Records from a dataset
+++

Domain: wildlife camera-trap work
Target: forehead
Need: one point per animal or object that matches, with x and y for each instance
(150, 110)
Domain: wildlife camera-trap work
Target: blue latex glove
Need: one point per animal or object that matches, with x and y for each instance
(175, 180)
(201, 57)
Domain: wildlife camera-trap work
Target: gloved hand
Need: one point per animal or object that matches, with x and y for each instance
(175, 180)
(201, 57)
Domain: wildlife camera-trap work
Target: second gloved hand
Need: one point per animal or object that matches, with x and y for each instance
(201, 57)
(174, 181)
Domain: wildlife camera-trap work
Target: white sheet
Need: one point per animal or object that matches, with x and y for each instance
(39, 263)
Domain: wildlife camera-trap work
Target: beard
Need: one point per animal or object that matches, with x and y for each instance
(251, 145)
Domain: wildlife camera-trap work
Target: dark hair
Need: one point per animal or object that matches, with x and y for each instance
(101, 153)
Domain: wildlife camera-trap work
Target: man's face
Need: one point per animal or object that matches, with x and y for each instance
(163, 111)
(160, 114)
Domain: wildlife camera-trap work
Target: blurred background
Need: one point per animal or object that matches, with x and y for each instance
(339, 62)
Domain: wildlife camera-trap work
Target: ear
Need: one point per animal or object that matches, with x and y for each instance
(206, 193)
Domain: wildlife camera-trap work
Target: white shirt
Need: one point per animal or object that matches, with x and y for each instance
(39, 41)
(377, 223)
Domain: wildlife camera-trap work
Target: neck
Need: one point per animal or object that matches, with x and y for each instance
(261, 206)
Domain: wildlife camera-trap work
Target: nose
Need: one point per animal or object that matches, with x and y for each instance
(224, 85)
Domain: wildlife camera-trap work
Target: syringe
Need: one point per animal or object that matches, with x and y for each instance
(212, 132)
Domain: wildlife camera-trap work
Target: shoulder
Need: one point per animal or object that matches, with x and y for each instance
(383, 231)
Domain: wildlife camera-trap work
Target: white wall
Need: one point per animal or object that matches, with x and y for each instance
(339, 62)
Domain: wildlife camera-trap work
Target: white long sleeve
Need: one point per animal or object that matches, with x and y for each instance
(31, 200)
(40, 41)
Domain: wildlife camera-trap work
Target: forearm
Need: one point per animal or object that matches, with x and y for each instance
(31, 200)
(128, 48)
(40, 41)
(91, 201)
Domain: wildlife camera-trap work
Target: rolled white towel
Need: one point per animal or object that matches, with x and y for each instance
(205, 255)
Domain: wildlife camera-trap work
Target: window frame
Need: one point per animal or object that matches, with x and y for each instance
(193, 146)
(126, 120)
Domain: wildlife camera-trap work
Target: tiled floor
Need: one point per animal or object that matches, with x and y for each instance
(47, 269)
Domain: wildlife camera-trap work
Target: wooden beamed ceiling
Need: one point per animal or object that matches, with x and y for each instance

+++

STATED EXERCISE —
Write the listing out again, exactly as it reads.

SOLUTION —
Domain: wildlife camera-trap work
Target: forehead
Need: one point per animal or object that matches, with x and y for each instance
(150, 110)
Domain: wildlife camera-trap work
Target: blue latex glove
Need: one point per animal or object that matches, with x and y for each instance
(175, 180)
(201, 57)
Domain: wildlife camera-trap work
Target: gloved hand
Need: one point per animal or object that matches, with x and y for each instance
(175, 180)
(201, 57)
Domain: wildlife camera-trap work
Target: second gloved hand
Need: one point per animal or object that matches, with x and y for each instance
(201, 57)
(174, 181)
Domain: wildlife camera-trap work
Target: white sheet
Need: one point per animal or object that matches, with x and y for each instance
(39, 263)
Domain: wildlife camera-trap work
Target: beard
Need: one point per animal or object that matches, with x and y for each instance
(251, 145)
Domain: wildlife camera-trap work
Target: dark hair
Need: one point per animal or object that matches, with x and y for each instance
(101, 153)
Domain: wildlife camera-trap work
Target: man's face
Need: one point per animal or object that matches, with x and y for each instance
(163, 111)
(160, 114)
Domain: wildlife camera-trap work
Target: blurred background
Need: one point per animal or object that matches, with x and y for each instance
(339, 62)
Domain: wildlife camera-trap work
Target: ear
Need: one point per animal or object that matches, with x and y for each instance
(206, 193)
Domain: wildlife camera-trap work
Target: white shirt
Need: one point per animal or object that matches, with x and y for each instance
(39, 41)
(377, 223)
Domain: wildlife camera-trap work
Target: neck
Need: one point per animal or object that matches, with x and y for each instance
(261, 206)
Domain: wildlife camera-trap work
Target: nose
Need: one point per animal or object that matches, with x and y for each instance
(224, 85)
Domain: wildlife camera-trap work
Target: syringe
Need: one point per animal or object that matches, with x and y for each instance
(212, 132)
Domain: wildlife camera-trap work
Target: shoulder
Need: one point per animal or object that matches, with x and y for each instance
(383, 231)
Domain: wildlife camera-trap work
Target: white wall
Need: one point per animal or object that matches, with x and y for each instance
(339, 62)
Domain: wildlife camera-trap work
Target: white long sleeve
Need: one point per animal or object that matches, with x and y for each instance
(31, 200)
(40, 41)
Domain: wildlife camera-trap work
Target: forearm
Need: one point per animal or object that matches, with x and y for each instance
(31, 200)
(128, 48)
(40, 41)
(91, 201)
Domain: wildlife camera-trap work
Target: rolled white towel
Need: one point per animal or object that matches, with x and y for each instance
(205, 255)
Domain: wildlife camera-trap work
Target: window frame
Need: one point per animal or object that matches, with x and y for each instance
(193, 146)
(126, 120)
Domain: wildlife camera-trap work
Target: tiled floor
Need: one point per animal or object that matches, with x and y for each instance
(47, 269)
Domain: wildlife camera-trap work
Target: wooden beamed ceiling
Need: one point per animal or object that matches, with x and y for each instance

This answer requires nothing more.